§ **Excerpted passage**
Based on some reading and experimentation, there are some system registers that you can read for information about the CPU and its features, using the mrs instruction. The reference for this is the Armv8 Architecture Reference Manual; there's a list of ID registers at section K14.3.3 (in my revision which is possibly not the very latest).

A couple that might be of particular interest:

  • MIDR_EL1 has general information about the CPU: Implementer (e.g. Arm, Broadcom, NVidia), variant, architecture, part number, revision.

  • REVIDR_EL1 has implementation revision information. (It's zero on my Raspberry Pi 4.)

  • IID_AA64_ISAR{0,1}_EL1 have information about which instructions are implemented on the device: CRC. SHA, Atomic, random numbers, etc.

There doesn't seem to be anything directly comparable to the human-readable brand strings produced by x86's CPUID.

Here's some code I used for testing with gcc under Linux. Some registers may not be readable in userspace and result in an exception, so the program handles the resulting signal so as to be able to continue in this case.

§ **Entries provided**

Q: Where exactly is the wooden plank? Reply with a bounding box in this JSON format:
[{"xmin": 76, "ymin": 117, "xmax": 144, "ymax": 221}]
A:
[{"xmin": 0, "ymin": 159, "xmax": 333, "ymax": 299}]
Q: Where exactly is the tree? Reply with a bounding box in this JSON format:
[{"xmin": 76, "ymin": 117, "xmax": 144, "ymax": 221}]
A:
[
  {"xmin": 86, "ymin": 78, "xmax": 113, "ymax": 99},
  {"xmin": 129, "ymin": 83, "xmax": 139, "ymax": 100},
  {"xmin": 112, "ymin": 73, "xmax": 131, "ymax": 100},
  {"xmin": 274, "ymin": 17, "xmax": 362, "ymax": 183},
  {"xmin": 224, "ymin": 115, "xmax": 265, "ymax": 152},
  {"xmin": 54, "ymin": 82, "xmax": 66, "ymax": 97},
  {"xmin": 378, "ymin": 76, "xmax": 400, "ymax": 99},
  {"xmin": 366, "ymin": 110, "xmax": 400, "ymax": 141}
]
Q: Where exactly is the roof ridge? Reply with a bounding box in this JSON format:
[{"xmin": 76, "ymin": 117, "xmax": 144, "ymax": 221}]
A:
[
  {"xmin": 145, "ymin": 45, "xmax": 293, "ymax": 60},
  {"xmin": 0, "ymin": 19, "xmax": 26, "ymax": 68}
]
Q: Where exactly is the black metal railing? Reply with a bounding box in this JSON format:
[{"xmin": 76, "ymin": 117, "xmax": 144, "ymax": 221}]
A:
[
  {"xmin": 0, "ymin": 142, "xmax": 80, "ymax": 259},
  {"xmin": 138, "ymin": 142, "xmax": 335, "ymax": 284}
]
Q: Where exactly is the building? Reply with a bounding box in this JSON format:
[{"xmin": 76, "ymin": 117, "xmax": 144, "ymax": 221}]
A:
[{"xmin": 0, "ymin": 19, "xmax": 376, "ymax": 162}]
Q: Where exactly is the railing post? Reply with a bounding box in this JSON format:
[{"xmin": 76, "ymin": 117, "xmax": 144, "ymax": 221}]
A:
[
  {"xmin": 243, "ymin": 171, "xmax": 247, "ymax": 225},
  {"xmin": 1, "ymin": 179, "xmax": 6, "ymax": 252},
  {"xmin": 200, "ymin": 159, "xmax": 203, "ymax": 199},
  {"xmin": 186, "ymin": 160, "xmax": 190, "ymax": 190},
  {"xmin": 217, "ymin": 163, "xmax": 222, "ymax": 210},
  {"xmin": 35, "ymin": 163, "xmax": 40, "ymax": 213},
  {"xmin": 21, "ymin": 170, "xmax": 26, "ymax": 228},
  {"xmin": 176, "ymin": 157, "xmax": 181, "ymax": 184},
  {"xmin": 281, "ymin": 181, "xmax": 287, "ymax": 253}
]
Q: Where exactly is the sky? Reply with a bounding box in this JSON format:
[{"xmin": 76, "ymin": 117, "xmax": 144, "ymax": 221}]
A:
---
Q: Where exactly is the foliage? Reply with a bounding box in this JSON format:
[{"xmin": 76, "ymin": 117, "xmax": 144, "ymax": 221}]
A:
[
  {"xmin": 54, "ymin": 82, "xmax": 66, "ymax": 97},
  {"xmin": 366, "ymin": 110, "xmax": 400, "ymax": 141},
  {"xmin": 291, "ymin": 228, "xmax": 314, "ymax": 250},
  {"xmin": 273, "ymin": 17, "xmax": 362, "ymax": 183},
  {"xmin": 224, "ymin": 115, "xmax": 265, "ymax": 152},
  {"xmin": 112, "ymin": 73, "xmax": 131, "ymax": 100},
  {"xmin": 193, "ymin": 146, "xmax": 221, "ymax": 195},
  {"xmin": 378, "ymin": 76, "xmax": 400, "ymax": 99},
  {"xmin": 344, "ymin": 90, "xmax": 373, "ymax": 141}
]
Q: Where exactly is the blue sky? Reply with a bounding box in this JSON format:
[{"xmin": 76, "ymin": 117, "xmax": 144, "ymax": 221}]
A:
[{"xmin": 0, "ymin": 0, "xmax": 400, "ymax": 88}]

§ **Task set**
[a] Please list every kind of information that the passage on Arm CPU ID registers says MIDR_EL1 holds about the CPU.
[b] Write the next part of the passage on Arm CPU ID registers, starting after its final sentence.

§ **Answers to the exercises**
[a] Implementer, variant, architecture, part number, revision

[b]
I don't yet understand the exception level system well enough to be sure whether these really read the hardware register directly, or if they trap so that the kernel and/or hypervisor could emulate and/or censor the results.

#include <stdio.h>
#include <stdint.h>
#include <setjmp.h>
#include <signal.h>
#include <stdlib.h>

sigjmp_buf go_here;

void sigill_handler(int signum) {
    (void)signum;
    siglongjmp(go_here, 1);
}

#define PRINT_REG(s)                                            \
    do {                                                        \
        if (sigsetjmp(go_here, 1)) {                            \
            printf("%s:\tSIGILL\n", s);                         \
        } else {                                                \
            unsigned long ret;                                  \
            asm("mrs %0, " s : "=r" (ret));                     \
            printf("%s:\t%#lx\n", s, ret);                      \
        }                                                       \
    } while (0)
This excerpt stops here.